__WORK TO DO__: Copy the lines below word for word, leaving out the picture markers.

------------------------------

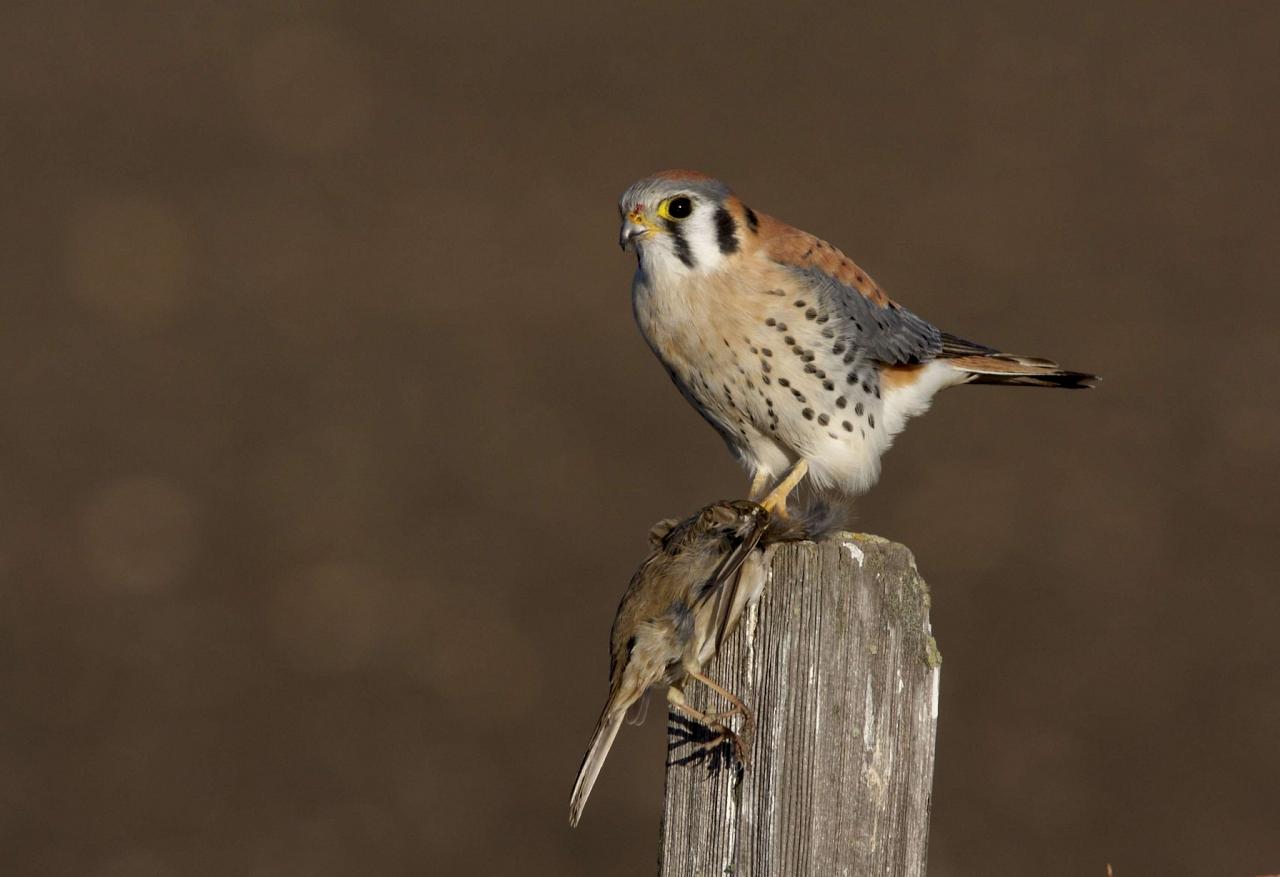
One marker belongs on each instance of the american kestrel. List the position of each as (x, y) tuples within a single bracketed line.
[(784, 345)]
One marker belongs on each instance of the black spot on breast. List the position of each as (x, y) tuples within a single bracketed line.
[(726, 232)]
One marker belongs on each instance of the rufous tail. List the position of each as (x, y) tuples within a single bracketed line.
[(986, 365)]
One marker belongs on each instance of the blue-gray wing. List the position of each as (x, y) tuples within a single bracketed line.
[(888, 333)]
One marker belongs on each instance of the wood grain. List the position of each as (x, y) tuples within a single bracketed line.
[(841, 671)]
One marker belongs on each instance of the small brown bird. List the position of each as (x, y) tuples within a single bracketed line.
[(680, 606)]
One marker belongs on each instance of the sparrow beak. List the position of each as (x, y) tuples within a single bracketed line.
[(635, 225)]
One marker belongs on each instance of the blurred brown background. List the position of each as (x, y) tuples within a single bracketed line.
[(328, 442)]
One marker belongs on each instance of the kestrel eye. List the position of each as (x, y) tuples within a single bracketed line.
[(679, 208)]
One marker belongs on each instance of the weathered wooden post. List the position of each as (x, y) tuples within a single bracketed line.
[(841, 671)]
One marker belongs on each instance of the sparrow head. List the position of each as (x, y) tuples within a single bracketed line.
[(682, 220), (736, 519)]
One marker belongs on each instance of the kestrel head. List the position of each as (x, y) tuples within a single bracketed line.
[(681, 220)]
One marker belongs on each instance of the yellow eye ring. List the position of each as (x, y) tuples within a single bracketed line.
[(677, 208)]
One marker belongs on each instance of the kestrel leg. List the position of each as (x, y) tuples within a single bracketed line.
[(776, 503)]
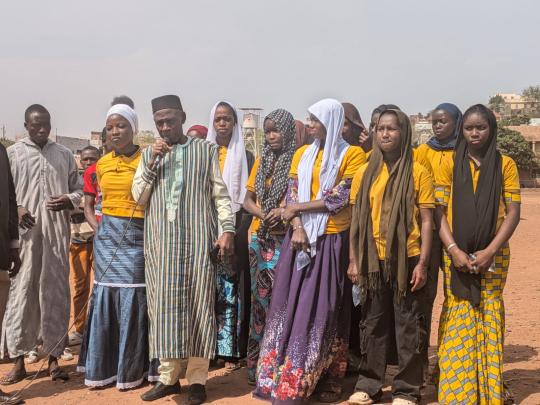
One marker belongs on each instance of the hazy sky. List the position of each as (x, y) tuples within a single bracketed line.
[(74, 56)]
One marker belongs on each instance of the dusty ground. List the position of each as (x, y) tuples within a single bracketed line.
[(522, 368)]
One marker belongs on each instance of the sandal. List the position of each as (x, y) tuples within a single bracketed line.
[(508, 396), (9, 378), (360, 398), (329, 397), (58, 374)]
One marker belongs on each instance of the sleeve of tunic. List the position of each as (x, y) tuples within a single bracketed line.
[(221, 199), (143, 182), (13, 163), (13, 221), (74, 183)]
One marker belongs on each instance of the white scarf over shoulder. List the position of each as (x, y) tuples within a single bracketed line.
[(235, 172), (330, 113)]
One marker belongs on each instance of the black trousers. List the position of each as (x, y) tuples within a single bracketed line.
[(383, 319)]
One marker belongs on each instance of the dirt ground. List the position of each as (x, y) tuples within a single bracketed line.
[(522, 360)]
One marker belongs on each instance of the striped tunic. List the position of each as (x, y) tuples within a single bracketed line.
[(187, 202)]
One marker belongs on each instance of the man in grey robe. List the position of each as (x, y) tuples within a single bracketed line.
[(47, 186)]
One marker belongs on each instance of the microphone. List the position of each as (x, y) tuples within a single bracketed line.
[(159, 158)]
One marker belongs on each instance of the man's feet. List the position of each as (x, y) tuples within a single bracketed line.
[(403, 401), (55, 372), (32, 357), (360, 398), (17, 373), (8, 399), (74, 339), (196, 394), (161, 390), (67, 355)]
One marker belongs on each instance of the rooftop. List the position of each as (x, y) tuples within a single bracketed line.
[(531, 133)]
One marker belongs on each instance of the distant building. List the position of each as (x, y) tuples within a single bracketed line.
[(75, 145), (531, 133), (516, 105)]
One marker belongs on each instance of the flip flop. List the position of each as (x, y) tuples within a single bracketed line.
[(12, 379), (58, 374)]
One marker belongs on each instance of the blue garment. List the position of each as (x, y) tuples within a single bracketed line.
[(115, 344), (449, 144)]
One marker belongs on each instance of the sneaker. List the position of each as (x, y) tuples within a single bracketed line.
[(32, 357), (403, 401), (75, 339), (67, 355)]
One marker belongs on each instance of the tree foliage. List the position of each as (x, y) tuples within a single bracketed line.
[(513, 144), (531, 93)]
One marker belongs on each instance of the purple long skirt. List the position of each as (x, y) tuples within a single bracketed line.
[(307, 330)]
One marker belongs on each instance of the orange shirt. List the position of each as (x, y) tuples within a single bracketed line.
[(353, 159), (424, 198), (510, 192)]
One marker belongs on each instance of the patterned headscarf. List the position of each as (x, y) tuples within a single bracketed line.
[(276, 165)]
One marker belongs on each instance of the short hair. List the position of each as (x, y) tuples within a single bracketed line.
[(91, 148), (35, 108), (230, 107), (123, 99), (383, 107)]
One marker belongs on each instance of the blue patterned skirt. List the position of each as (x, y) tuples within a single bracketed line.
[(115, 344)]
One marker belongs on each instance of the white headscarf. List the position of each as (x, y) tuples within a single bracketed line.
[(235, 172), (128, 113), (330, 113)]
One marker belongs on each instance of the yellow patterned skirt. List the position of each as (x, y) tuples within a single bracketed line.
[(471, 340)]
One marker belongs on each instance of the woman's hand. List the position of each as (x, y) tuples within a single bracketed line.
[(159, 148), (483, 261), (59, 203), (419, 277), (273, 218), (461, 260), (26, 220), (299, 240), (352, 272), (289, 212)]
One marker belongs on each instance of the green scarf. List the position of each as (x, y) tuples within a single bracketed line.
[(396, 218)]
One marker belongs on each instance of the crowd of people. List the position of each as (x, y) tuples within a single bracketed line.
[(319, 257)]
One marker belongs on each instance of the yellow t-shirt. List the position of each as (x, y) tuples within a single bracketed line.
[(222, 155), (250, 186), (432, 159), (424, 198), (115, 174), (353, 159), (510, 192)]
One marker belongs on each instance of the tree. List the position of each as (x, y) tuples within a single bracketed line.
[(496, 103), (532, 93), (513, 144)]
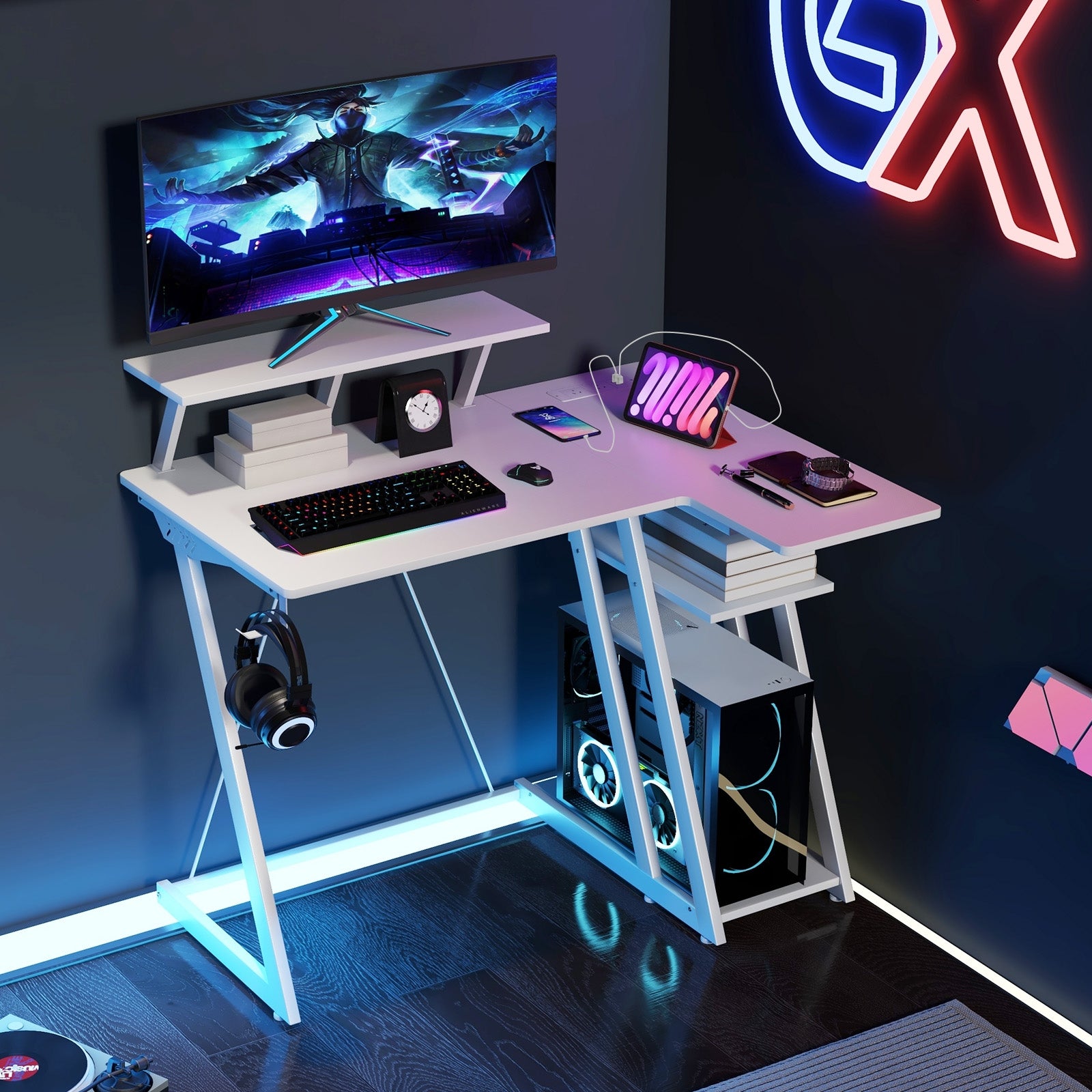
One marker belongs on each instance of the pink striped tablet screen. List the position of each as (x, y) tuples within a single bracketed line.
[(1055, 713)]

------------------------------

__RESULT__:
One marker belongs on each instance of the american kestrel. List the position of each as (x, y) tuples within a single bracketed line.
[(784, 345)]
One marker belongs on each instance of the black spot on breast. List the position of each as (x, y) tuples within a single bracketed line.
[(726, 232)]
One marker belongs on each instance of the rufous tail. List the position of each as (x, y) tuples within a single bracketed line.
[(986, 365)]
One marker belongs on each instance of the blue-gray wing. List the position of each as (x, y) tuples within a single bracketed line.
[(888, 333)]
One marker belongs on each instance of the wood grain. List the position of each as (x, y) tuples within a single bracketed line.
[(841, 671)]
One marker belongs on each instance of the small brown bird. List the position of each as (x, y) tuples within a single bracketed line.
[(680, 606)]
One marker belongs on each instance of the sparrow beak. List the position of each as (x, y) tuples within a single bracketed line.
[(635, 225)]
One marker belongs on each instance of the blurred brown background. List the position of each as (x, y) tuples within a single bracketed line.
[(328, 442)]
One marker belongs on each instance of the kestrel eye. List the position of each as (x, y) tuples within a single bracketed line.
[(679, 208)]
One marker belongs on each instance of the weathered wooden post. List the position of each as (x, y) tuples within a single bracketed line.
[(841, 671)]
One marker belongs on each instance of the sparrow head. List the position of each as (x, y) tuples within a single bracketed line.
[(682, 220), (736, 519)]
One marker belongs on each instance of the kestrel head. List the position of each as (x, y) tuples within a single bracketed line.
[(681, 220)]
One marker belongs on each instance of the yellow eye ring. List the position of each as (x, y) tuples within a single bracketed line.
[(677, 208)]
One marker belongs on each instance of the kestrel leg. List the position of each as (x, y) tuples within a single bracketed line.
[(776, 503)]
One marker belongs on each instance of the hazy sky. List the position of each as (x, y) tuples within a single bracketed line.
[(74, 56)]
One marker belongs on each instance of the dusty ground. List the position of each as (x, y) tuples within a single bracketed line.
[(522, 368)]
One marker belongs on each instance of the sandal. List the position of each as (x, y) tuples within a single bracketed line.
[(508, 396), (9, 378), (360, 398), (329, 397), (58, 374)]
One marker belongs on each instance of the sleeve of tunic. List the position of each as (x, y) tuples within a single bracketed line.
[(221, 199), (143, 182), (13, 163), (13, 221), (74, 183)]
One marker belongs on each instance of the white scarf over shoulder. List the position of each as (x, y) tuples within a single bracketed line.
[(235, 172), (330, 113)]
One marker belongs on each instance of the black trousers. List the position of each as (x, y) tuples within a single bracketed line.
[(383, 319)]
One marker belongs on each instance of the dirt ground. List the position of each as (x, y) tuples within a single bracketed line.
[(522, 360)]
One marker belongs on each instance of the striped tunic. List the position of each as (x, y) tuples within a single bracketed line.
[(187, 202)]
One marker belongs on each instance of the man in grey robe. List the position of each as (x, y) tuples within a single bracketed line.
[(47, 186)]
One marker belongs on each instance of the microphone. List the position of each as (x, y) tuples within a single bracketed line.
[(159, 158)]
One marker belongs on each instance of the man's feet. List the position of each as (x, y) tuples within a single bracketed line.
[(403, 401), (55, 372), (32, 357), (360, 398), (17, 373), (8, 399), (74, 339), (196, 394), (161, 390), (67, 355)]
One marker belongs on each instance of the rooftop. List the position of each as (x, y) tuples within a single bracketed line.
[(531, 133)]
One marker belongs on each instance of the distant building. List the position of each as (x, y) tuples within a single bracketed line.
[(75, 145), (531, 133), (516, 105)]
One marker belongs on each instance of the flip flop. List the position of each as (x, y) tuples within a single bracketed line.
[(12, 379), (58, 374)]
One marker belongs on each instance of the blue garment. List the position of each as (x, y) tuples within a single bracketed line.
[(115, 344), (449, 144)]
One marker belongs on each instance of the sneaker. List the position of each as (x, y) tuples within a single bracketed line.
[(32, 357), (403, 401), (75, 339), (67, 355)]
One marker belongs on each instance of the tree foliage. List the position of each as (x, y) tuples within a single bracketed line.
[(513, 144), (531, 93)]
One marker belongs on each instance of the purple long skirt. List the position of each as (x, y) tuples within a single bracketed line.
[(307, 330)]
One marker belongs on each instance of the orange shirt. List the position of each as (x, y) tuples within a single bracketed line.
[(353, 159), (424, 198), (510, 192)]
One marker belongs on each instance of the patterned headscarf. List the position of each as (x, y) tuples within a single bracketed line.
[(276, 165)]
One marker belongs on each instance of the short hair. List the position of each as (x, y) tuples within a single bracketed line.
[(91, 148), (35, 108), (230, 107), (123, 99), (383, 107)]
One marker belongs on each instance of the blue patterned skirt. List the position of each as (x, y) tuples within a single bracketed line.
[(115, 344)]
One marker belongs on each instance of the white headscarf. List the position of each as (x, y) tuples within a single bracketed line.
[(235, 172), (128, 113), (330, 113)]
One marker belongs on each instance of the yellow patterned skirt. List the position of each as (x, y) tuples within a single bracketed line.
[(471, 340)]
One marker belongs on each instance of the woman's hand. List the position of each as (x, y) tuples within a single bracketed line.
[(159, 148), (483, 261), (59, 203), (419, 277), (273, 218), (461, 260), (26, 220), (299, 240), (352, 272), (289, 212)]
One marker belongs on each instance of the green scarf. List the position of each as (x, y) tuples within a single bracketed line.
[(396, 218)]
One marker belongs on each instance of the crowd of people. List the position of each as (x, y) tuples within a single bracketed line.
[(319, 257)]
One marker belongs on each instance of the yellow t-shirt. List the position of each as (x, y) tuples within a single bracketed line.
[(222, 155), (250, 186), (432, 159), (424, 198), (115, 174), (353, 159), (510, 192)]
One marker belongs on each instance of the tree. List the position of each as (x, y) tuples within a single bracketed line.
[(496, 103), (532, 93), (513, 144)]
One marker belongs on each instance of the pink striped tablet screen. List the position of each as (x, y) tuples within a single bracketed line.
[(1055, 713)]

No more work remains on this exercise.